■ Task brief
Answer these from the game review below:
(a) What is the name of the studio McGee formed for this game?
(b) What does EA include with each new copy sold?
(c) What is the smug-faced crescent moon smoking?

■ Supplied text
··········
Slightly more than ten years after American McGee first introduced PC gamers to his dark and twisted re-envisioning of Lewis Carroll’s classic Alice in Wonderland, it’s time at last for console audiences to fall down the rabbit hole. With his freshly formed studio Spicy Horse Games, McGee is back with an even more disfigured version of the time-honored tale. But even though this adventure is loaded with wildly creative flourishes, the game that pokes out beneath the layers of madness is rather outdated and linear.
Those yet to experience the distorted Wonderland found in McGee’s original outing are owed a severe warning: this is not the Alice in Wonderland of your childhood. As with American McGee’s Alice, this sequel is crafted from some genuinely disturbing subject matter - the kind of concepts and imagery that could quite easily trouble the dreams of those under it’s PG15 age restriction. Visually, and thematically, Alice: Madness Returns is a far more sinister adventure than you may expect, and one which proves quite enchanting - at least for a while.
This new chapter opens up shortly after where American McGee’s Alice ended - if you have yet to sample the dark delights of the original, EA has been kind enough to include a download token for an Xbox 360 version of the game with each new copy sold. Still, it’s in no way mandatory to have played the first game to follow the narrative of this sequel. Alice has been released from the asylum and placed in an orphanage in the dreariest interpretation of London you could imagine. Here psychiatrist Dr. Bumby is attempting to heal her troubled mind and erase the tortured memories of her family’s tragic death so that she can find peace.
While wondering the grey, foggy alleyways of downtown London - crawling with filthy street urchins, leering sailors and bedraggled prostitutes - Alice slips into one of her hallucinations and is soon tumbling back down to Wonderland, the corrupted world which mirrors her inner turmoil. It’s in this diverse and genuinely spellbinding world that Alice’s adventure really begins, a quest to save Wonderland from an unknown entity bent on its destruction. It’s a narrative that sends Alice across an incredible variety of imaginative landscapes, meeting up with old allies, exploring exotic worlds, and brutally murdering all manner of foul creatures.
The magical environments and outlandish characters spread across this lengthy adventure make for a rather impressive start to Alice: Madness Returns. Everything around you just begs to be stared at in wonder - or stabbed violently. A smug-faced crescent moon puffs on a cigarette in the distance, the green-blue smoke curling into the night like the Aurora Borealis; Huge teapots with glowing red eyes prance around Alice like brass ostriches, spewing hot death from their shiny spouts; lush, organic worlds merge into vast mechanical deathtraps of rusted gears and pumping pistons - the whole Alice universe really does seem like it’s been lifted from the dreams of a deranged artistic genius. This is a world filled with violence and social decay too, and Spicy Horse hasn’t held back much in this regard. Whore-beating pimps, hints of child molestation, dismembered freaks with blood dripping from their eyes, it’s like something out of a bad Marilyn Manson music video.
··········
■ Record set

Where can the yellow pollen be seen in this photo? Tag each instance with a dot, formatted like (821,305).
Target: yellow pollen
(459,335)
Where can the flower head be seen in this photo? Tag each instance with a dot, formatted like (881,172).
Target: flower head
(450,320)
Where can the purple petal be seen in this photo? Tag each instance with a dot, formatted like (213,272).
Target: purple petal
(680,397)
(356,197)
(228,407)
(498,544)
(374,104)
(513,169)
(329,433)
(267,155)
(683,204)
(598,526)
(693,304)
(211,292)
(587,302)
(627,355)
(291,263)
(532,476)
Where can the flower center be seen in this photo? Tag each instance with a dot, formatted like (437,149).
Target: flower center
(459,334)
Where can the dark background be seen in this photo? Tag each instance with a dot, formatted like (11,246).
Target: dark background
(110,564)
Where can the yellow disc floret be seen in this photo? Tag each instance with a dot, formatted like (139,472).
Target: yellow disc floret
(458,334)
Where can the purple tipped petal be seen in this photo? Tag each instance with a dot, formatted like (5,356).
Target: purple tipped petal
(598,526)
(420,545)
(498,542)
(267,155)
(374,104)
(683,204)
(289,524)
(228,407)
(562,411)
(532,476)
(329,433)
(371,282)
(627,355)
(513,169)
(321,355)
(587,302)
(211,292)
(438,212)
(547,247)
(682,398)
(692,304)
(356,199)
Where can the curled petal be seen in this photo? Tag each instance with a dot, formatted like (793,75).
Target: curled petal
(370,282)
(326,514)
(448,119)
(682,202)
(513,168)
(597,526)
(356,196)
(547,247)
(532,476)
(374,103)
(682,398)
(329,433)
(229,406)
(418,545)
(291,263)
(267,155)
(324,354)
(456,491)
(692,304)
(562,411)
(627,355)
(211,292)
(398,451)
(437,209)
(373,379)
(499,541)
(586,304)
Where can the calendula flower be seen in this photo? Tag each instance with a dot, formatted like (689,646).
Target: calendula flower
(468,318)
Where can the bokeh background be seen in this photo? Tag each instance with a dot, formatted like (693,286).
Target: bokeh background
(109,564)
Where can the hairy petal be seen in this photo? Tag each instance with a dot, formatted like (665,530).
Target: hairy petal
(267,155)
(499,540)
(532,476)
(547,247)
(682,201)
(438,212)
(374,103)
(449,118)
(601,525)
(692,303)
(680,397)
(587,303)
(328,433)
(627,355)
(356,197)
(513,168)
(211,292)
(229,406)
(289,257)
··········
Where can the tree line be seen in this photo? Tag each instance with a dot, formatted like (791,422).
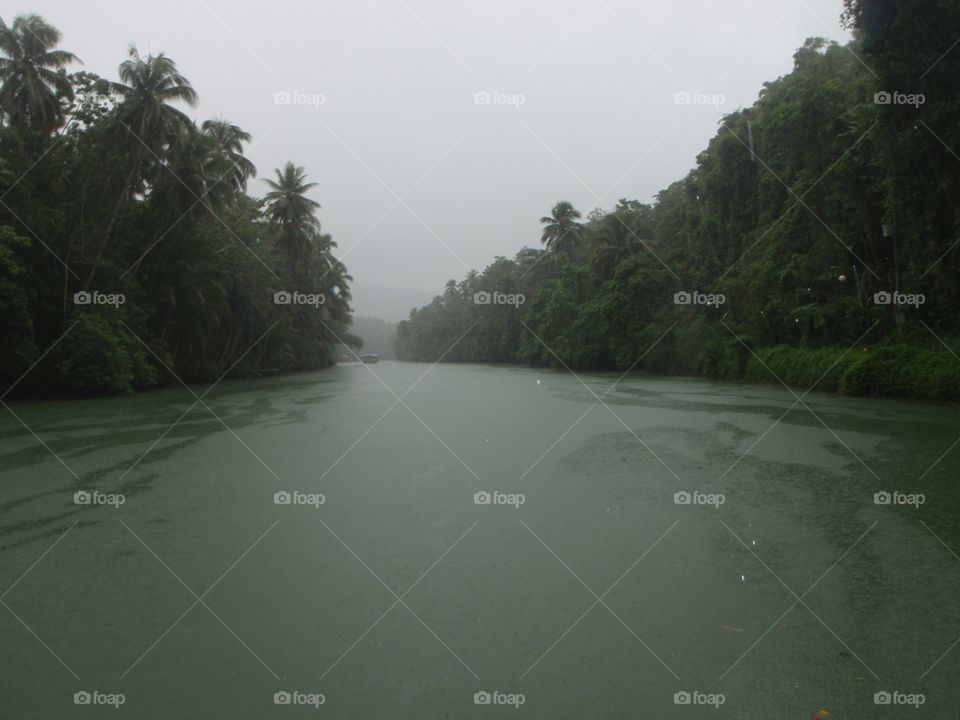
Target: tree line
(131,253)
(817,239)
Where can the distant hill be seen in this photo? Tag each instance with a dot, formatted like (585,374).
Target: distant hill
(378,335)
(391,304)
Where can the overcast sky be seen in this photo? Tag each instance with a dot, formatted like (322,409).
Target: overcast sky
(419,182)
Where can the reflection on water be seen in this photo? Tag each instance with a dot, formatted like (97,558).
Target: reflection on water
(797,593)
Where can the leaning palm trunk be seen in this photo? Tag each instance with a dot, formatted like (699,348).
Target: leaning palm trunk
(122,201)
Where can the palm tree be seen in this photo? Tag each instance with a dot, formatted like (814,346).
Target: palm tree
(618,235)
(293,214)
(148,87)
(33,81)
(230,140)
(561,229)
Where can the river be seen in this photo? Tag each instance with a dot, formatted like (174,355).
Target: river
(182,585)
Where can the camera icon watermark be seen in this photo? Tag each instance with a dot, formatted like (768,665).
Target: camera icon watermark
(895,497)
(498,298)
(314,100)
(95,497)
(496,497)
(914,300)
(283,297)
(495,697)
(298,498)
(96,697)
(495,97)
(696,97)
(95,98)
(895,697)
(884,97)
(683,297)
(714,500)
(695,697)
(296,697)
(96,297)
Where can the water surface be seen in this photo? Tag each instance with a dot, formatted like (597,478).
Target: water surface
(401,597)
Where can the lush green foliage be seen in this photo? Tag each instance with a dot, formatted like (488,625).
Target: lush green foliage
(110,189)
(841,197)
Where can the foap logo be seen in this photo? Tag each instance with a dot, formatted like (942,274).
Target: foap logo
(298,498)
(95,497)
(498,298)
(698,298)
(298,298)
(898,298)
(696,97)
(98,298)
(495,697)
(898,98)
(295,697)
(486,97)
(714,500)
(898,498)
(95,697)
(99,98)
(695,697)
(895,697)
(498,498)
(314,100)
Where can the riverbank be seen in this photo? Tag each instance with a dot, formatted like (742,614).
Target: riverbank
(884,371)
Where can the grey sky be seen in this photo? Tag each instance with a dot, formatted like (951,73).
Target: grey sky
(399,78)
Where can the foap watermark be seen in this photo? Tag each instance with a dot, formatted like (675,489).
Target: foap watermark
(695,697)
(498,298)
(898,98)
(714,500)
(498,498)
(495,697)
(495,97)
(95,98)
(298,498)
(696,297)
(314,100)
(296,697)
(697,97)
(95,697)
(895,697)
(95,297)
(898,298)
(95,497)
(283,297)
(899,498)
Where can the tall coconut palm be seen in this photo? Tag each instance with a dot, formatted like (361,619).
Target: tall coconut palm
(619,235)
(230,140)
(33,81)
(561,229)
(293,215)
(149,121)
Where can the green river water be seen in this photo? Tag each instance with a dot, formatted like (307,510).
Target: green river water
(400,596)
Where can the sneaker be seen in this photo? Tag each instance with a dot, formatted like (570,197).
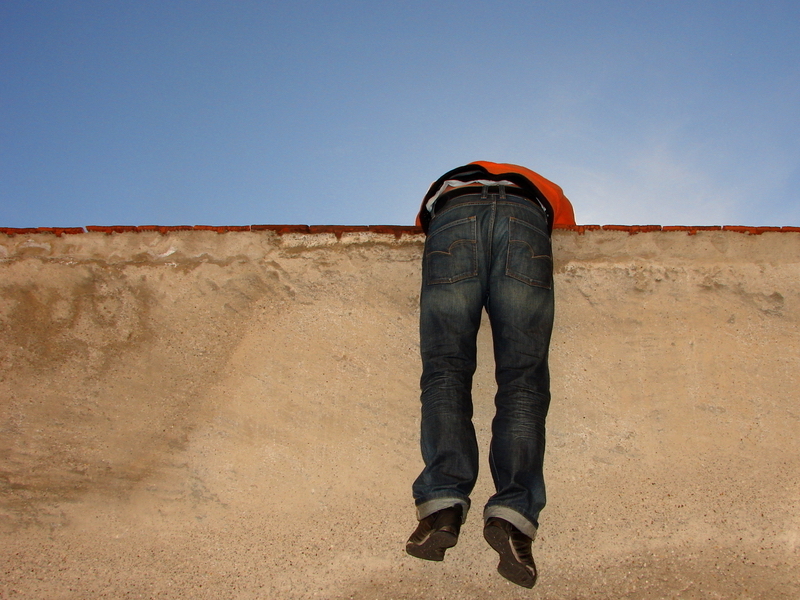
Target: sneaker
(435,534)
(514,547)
··········
■ Task answer
(a) Spicy Horse Games
(b) A download token for an Xbox 360 version of American McGee's Alice
(c) A cigarette